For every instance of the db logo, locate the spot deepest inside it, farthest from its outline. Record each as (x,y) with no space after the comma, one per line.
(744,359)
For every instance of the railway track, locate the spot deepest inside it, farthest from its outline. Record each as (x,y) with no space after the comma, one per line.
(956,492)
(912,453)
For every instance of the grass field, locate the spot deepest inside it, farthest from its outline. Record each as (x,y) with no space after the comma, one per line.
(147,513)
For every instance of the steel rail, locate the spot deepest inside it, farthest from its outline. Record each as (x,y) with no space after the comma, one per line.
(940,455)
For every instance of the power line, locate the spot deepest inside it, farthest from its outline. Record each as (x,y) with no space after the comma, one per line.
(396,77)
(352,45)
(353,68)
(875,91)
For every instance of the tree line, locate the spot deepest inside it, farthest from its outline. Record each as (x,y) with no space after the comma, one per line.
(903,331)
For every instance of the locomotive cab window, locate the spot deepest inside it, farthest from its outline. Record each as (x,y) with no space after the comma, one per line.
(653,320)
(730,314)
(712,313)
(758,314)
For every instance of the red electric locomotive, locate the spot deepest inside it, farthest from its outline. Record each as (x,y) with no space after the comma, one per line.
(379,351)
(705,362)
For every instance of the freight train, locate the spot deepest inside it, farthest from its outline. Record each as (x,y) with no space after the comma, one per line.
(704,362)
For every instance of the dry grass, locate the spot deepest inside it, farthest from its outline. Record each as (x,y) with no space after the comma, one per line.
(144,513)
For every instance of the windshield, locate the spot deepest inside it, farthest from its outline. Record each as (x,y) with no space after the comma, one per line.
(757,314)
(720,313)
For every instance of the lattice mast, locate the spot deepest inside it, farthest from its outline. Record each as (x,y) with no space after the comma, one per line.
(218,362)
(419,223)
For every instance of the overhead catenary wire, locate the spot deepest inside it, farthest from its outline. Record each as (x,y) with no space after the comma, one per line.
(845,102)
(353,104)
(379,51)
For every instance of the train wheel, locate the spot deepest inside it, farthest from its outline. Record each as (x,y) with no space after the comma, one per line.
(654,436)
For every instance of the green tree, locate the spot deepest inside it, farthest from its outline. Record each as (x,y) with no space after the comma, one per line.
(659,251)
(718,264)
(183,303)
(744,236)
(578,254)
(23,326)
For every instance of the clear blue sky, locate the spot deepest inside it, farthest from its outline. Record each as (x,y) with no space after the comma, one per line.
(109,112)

■ ■ ■ ■

#### EXERCISE DETAILS:
Retype, without any change, every line from the one with "For every instance of the train" to the bottom of the listing.

#### REPLY:
For every instance of the train wheel, locate the spot deepest inside it, farthest from its outline. Record each as (x,y) with no space after the comma, one per line.
(654,436)
For every instance of the green tree, locate the spot deepest inside it, farthest from its outline. Record each as (x,y) with no space after the comma, one per line.
(659,251)
(718,264)
(183,303)
(744,236)
(578,254)
(23,326)
For every instance of the clear blue sky, locate the spot deepest inside it, farthest from its outline. Record each as (x,y) with no space after the comma, one per line.
(109,112)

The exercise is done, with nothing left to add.